§ Task goal: The lines from the top of the material below through the line containing "Target: rock formation" are to be printed exactly, with pictures omitted.

§ Input for this task:
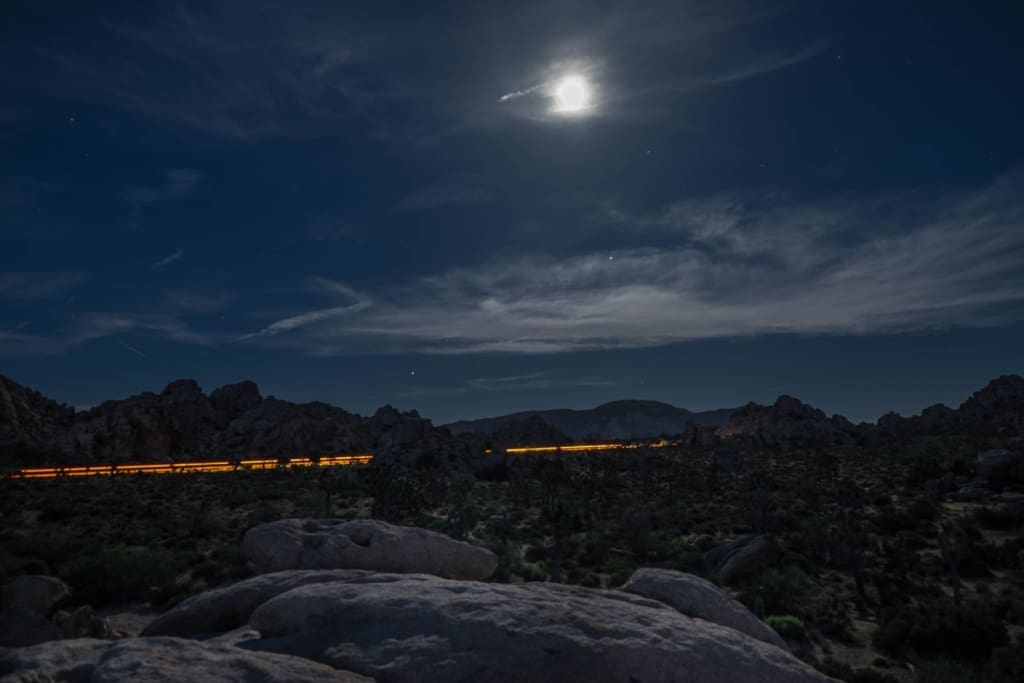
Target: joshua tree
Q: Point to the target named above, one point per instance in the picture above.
(953, 543)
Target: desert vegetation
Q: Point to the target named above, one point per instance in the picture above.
(859, 557)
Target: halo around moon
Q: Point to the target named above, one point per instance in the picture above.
(571, 94)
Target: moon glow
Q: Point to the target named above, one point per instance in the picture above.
(571, 94)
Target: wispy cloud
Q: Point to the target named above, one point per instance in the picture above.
(199, 300)
(736, 266)
(170, 258)
(176, 183)
(81, 329)
(252, 72)
(303, 319)
(34, 286)
(134, 350)
(324, 286)
(527, 382)
(445, 194)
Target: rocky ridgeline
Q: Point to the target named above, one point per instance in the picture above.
(996, 410)
(375, 608)
(183, 422)
(786, 422)
(236, 421)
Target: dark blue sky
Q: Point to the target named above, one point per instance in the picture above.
(370, 203)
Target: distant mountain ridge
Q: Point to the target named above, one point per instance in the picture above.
(235, 421)
(615, 420)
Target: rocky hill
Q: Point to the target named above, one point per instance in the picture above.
(616, 420)
(183, 422)
(788, 421)
(997, 409)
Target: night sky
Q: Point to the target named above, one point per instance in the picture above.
(476, 208)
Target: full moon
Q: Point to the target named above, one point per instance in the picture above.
(571, 94)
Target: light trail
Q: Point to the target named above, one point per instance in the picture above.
(274, 463)
(199, 466)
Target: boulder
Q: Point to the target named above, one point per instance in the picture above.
(363, 544)
(22, 629)
(157, 659)
(743, 557)
(34, 594)
(84, 624)
(417, 628)
(993, 466)
(973, 493)
(226, 608)
(700, 599)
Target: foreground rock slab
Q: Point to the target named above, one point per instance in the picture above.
(700, 599)
(364, 544)
(227, 608)
(417, 628)
(157, 660)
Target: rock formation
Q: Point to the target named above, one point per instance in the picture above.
(30, 613)
(616, 420)
(742, 557)
(181, 422)
(417, 628)
(698, 598)
(363, 544)
(159, 660)
(786, 422)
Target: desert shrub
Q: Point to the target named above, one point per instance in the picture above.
(845, 672)
(775, 591)
(832, 619)
(787, 626)
(953, 671)
(112, 575)
(1008, 664)
(963, 633)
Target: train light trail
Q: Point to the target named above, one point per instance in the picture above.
(301, 461)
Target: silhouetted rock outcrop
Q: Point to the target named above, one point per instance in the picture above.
(27, 420)
(364, 544)
(995, 410)
(617, 420)
(787, 422)
(181, 422)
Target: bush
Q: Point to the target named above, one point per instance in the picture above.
(775, 592)
(845, 672)
(1008, 664)
(787, 626)
(963, 633)
(113, 575)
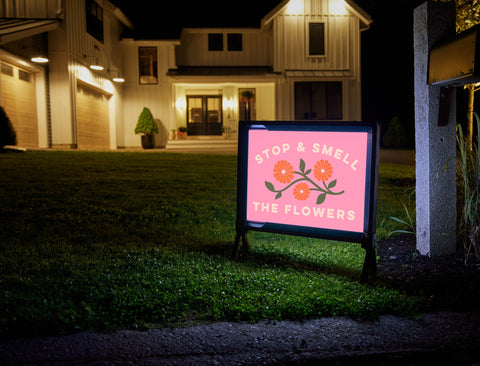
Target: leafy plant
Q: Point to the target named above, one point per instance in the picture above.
(146, 123)
(409, 219)
(468, 168)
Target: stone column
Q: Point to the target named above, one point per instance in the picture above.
(434, 145)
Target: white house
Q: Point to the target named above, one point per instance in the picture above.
(302, 63)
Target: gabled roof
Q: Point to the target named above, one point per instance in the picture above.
(365, 19)
(14, 29)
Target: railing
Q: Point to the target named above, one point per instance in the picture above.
(31, 9)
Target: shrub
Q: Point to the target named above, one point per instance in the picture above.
(8, 135)
(468, 188)
(146, 123)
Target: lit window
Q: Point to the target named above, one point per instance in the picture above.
(147, 65)
(234, 41)
(318, 101)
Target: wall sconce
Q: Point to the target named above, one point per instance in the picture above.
(181, 104)
(116, 77)
(39, 59)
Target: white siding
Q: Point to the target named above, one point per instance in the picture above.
(71, 51)
(193, 49)
(342, 53)
(290, 46)
(156, 97)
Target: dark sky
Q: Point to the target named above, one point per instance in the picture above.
(387, 47)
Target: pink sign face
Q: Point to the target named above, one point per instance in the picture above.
(313, 179)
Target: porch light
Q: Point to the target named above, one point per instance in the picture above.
(181, 103)
(96, 67)
(39, 59)
(337, 7)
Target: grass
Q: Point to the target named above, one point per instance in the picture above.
(133, 240)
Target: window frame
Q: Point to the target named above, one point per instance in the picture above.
(309, 39)
(309, 100)
(218, 42)
(231, 42)
(94, 20)
(153, 67)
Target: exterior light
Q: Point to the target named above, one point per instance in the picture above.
(96, 67)
(39, 59)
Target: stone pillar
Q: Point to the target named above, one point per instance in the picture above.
(434, 145)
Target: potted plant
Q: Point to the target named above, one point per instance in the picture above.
(146, 124)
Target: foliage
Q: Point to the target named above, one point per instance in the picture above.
(468, 168)
(409, 221)
(395, 136)
(93, 240)
(8, 135)
(468, 13)
(146, 123)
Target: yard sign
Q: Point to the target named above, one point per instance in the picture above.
(315, 179)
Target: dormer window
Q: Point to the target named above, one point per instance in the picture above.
(316, 39)
(216, 42)
(94, 15)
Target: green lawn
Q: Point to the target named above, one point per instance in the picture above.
(108, 240)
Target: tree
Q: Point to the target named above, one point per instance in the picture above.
(467, 16)
(468, 13)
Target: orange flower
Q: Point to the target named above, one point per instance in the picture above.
(283, 171)
(301, 191)
(323, 170)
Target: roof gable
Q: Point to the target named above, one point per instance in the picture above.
(365, 19)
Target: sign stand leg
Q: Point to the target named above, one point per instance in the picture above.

§ Answer section:
Target: joshua tree
Q: Point to the target named above, one point per instance in the picture above.
(953, 543)
Target: desert vegetation
Q: Point to the target named above, one point per instance in the picture above.
(859, 557)
Target: halo around moon
Q: Point to the target named above, one point per instance in the picture above.
(571, 94)
Target: moon glow
Q: Point to the target named above, one point per instance in the picture above.
(571, 94)
Target: wispy cloud
Q: Point to the target named above, one point per instance in the picture above.
(199, 300)
(736, 266)
(170, 258)
(176, 183)
(81, 329)
(252, 72)
(303, 319)
(34, 286)
(134, 350)
(324, 286)
(527, 382)
(445, 194)
Target: rocky ridgeline
Q: Point to the target named above, one point per instance in the picture above.
(996, 410)
(375, 608)
(183, 422)
(786, 422)
(236, 421)
Target: dark blue sky
Q: Point to the target named above, one point per instance in the picture above.
(370, 203)
Target: distant mountain ridge
Q: Point to the target named above, one point per instance in the picture above.
(235, 421)
(615, 420)
Target: rocky hill
Q: Point to the target named above, one point per instance in the picture above.
(616, 420)
(183, 422)
(788, 421)
(997, 409)
Target: night sky
Q: Point to the target named above, one point per instance in the picture above.
(476, 208)
Target: full moon
Q: Point to the target named above, one point per instance in the picture above.
(571, 94)
Target: light trail
Q: Point to the target named above, one point per instance in the picture above.
(274, 463)
(199, 466)
Target: boulder
Q: Point to the target named above, one point per instance in the picture above.
(363, 544)
(22, 629)
(157, 659)
(743, 557)
(34, 594)
(84, 624)
(417, 628)
(993, 466)
(973, 493)
(226, 608)
(700, 599)
Target: foreground rock slab
Q: Point to the target named above, one point per instance in the picture above.
(700, 599)
(364, 544)
(227, 608)
(417, 628)
(157, 660)
Target: rock formation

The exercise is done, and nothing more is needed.